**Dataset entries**
↓↓↓
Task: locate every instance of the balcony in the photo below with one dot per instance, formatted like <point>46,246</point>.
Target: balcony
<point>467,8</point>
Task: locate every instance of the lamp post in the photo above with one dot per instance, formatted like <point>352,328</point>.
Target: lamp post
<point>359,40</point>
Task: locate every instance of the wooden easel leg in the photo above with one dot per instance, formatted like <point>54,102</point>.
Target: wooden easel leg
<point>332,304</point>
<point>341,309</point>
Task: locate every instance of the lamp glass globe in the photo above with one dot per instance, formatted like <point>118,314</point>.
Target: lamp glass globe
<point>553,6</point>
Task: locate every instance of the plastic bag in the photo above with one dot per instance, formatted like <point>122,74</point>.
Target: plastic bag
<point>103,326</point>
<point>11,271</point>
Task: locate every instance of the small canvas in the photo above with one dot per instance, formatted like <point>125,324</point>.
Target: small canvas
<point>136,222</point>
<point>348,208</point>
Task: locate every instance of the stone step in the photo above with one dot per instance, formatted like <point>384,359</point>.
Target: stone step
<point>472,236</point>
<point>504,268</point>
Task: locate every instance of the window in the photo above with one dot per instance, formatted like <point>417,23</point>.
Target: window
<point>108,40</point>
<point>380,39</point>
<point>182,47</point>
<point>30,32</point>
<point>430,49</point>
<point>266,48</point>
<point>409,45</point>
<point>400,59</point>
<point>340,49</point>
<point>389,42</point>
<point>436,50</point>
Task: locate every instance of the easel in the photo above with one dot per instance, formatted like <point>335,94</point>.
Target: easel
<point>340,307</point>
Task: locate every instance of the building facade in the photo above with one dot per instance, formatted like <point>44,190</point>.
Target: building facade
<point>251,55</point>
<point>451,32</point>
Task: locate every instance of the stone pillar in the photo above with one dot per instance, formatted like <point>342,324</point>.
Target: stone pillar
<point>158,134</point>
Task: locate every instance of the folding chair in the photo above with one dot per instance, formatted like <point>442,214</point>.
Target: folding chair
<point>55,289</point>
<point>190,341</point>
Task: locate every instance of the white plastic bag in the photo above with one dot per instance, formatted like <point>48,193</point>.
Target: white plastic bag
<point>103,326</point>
↑↑↑
**Prompt**
The response should consist of the entries above, retyped exactly.

**Your response**
Task: locate every instance of the balcony in the photo below with one dot per instance, formatted like <point>46,246</point>.
Target: balcony
<point>467,8</point>
Task: locate every instance of the lamp post in the photo above with one dot per instance, formatted like <point>352,328</point>.
Target: lamp post
<point>359,40</point>
Task: locate every instance of the wooden easel leg in the photo above with one dot per instance, formatted like <point>54,102</point>.
Target: wooden easel leg
<point>332,304</point>
<point>341,309</point>
Task: locate every instance of the lamp glass globe in the photo above with one dot per instance, formatted like <point>118,314</point>.
Target: lamp glass globe
<point>553,6</point>
Task: locate every instance of the plastic bag in the photo above with one dot per instance, formatted like <point>122,74</point>.
Target: plastic bag
<point>103,326</point>
<point>11,271</point>
Task: locate every instance of the small canvas in the photo above with one dot per instance, formatted like <point>125,324</point>.
Target: small canvas
<point>136,222</point>
<point>348,208</point>
Task: locate every instance of the stone step in the photo above with one dot per instance, formatted like <point>384,359</point>.
Target: stone step
<point>472,236</point>
<point>504,268</point>
Task: locate every instance of the window in the photo above with one dot per instance, formatted like <point>417,23</point>.
Target: window
<point>108,40</point>
<point>380,39</point>
<point>182,47</point>
<point>30,32</point>
<point>430,49</point>
<point>266,48</point>
<point>409,45</point>
<point>400,59</point>
<point>340,49</point>
<point>389,42</point>
<point>436,50</point>
Task: locate every instance of the easel in the photo above with one dot per instance, formatted like <point>335,94</point>.
Target: easel
<point>340,307</point>
Task: locate every instance of the building facade in the photo above with one dot per instance, formatted like <point>44,190</point>.
Target: building facade
<point>251,55</point>
<point>451,32</point>
Task: locate every instance of the stone pillar in the photo above with one dot per instance, formatted like <point>342,324</point>.
Target: stone pillar
<point>158,134</point>
Task: locate every instance of the folding chair in the photo above with one dot per instance, formatted like <point>442,214</point>.
Target: folding chair
<point>55,289</point>
<point>190,341</point>
Task: locate every instance of the white plastic bag in the photo above with one dot per instance, formatted like <point>48,193</point>.
Target: white plastic bag
<point>103,326</point>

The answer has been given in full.